Set exercise: Can you reproduce all of the data below verbatim, line for line with nothing changed?

'''

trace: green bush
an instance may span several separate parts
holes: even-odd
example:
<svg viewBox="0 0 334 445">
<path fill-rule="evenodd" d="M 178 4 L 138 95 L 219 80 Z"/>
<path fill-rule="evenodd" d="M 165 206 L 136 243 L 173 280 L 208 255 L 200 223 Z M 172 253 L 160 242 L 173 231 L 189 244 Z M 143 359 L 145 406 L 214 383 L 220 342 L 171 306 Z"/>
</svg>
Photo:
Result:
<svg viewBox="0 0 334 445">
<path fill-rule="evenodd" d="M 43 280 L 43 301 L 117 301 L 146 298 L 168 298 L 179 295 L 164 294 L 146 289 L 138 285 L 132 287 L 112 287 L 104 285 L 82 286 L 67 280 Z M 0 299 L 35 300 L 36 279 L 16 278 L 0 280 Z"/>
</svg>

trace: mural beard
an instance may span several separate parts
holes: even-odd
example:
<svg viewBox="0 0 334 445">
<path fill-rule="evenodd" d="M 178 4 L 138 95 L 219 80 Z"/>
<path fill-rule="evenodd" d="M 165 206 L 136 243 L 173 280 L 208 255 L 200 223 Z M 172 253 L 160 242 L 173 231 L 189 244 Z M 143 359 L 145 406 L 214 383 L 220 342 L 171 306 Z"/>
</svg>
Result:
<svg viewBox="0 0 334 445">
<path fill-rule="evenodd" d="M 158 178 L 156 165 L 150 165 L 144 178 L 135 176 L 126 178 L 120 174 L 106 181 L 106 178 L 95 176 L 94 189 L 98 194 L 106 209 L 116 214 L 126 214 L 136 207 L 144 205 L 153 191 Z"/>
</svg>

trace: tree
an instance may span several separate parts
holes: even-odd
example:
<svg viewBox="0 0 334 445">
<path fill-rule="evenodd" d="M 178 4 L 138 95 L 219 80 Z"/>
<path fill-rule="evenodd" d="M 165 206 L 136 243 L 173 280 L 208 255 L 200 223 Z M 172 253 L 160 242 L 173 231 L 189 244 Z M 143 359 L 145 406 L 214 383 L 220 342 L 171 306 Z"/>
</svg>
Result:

'''

Response for this exercise:
trace: green bush
an instance may span several separate parts
holes: even-odd
example:
<svg viewBox="0 0 334 445">
<path fill-rule="evenodd" d="M 178 4 L 138 95 L 219 80 Z"/>
<path fill-rule="evenodd" d="M 165 206 L 136 243 L 173 280 L 208 255 L 200 223 Z M 172 253 L 160 242 L 173 231 L 189 244 Z M 143 359 L 145 406 L 214 383 L 220 342 L 171 306 Z"/>
</svg>
Photo:
Result:
<svg viewBox="0 0 334 445">
<path fill-rule="evenodd" d="M 43 280 L 43 301 L 117 301 L 146 298 L 168 298 L 179 295 L 164 294 L 146 289 L 138 285 L 132 287 L 112 287 L 104 285 L 82 286 L 67 280 Z M 0 299 L 35 300 L 36 279 L 16 278 L 0 280 Z"/>
</svg>

trace: mural beard
an instance may span several separate parts
holes: even-odd
example:
<svg viewBox="0 0 334 445">
<path fill-rule="evenodd" d="M 178 4 L 138 95 L 219 80 Z"/>
<path fill-rule="evenodd" d="M 165 206 L 136 243 L 173 280 L 208 255 L 200 223 Z M 172 253 L 160 242 L 173 231 L 189 244 Z M 143 359 L 145 406 L 214 383 L 220 342 L 171 306 Z"/>
</svg>
Result:
<svg viewBox="0 0 334 445">
<path fill-rule="evenodd" d="M 158 178 L 156 165 L 150 165 L 144 178 L 135 176 L 126 178 L 120 174 L 106 181 L 106 178 L 95 176 L 94 189 L 98 194 L 106 209 L 116 214 L 126 214 L 136 207 L 144 205 L 153 191 Z"/>
</svg>

trace: tree
an instance may span several separate parts
holes: even-odd
example:
<svg viewBox="0 0 334 445">
<path fill-rule="evenodd" d="M 178 4 L 138 95 L 219 80 Z"/>
<path fill-rule="evenodd" d="M 165 206 L 136 243 L 173 280 L 208 255 L 200 223 Z M 172 253 L 160 242 L 173 231 L 189 244 Z M 143 359 L 145 406 L 214 383 L 220 342 L 171 306 Z"/>
</svg>
Result:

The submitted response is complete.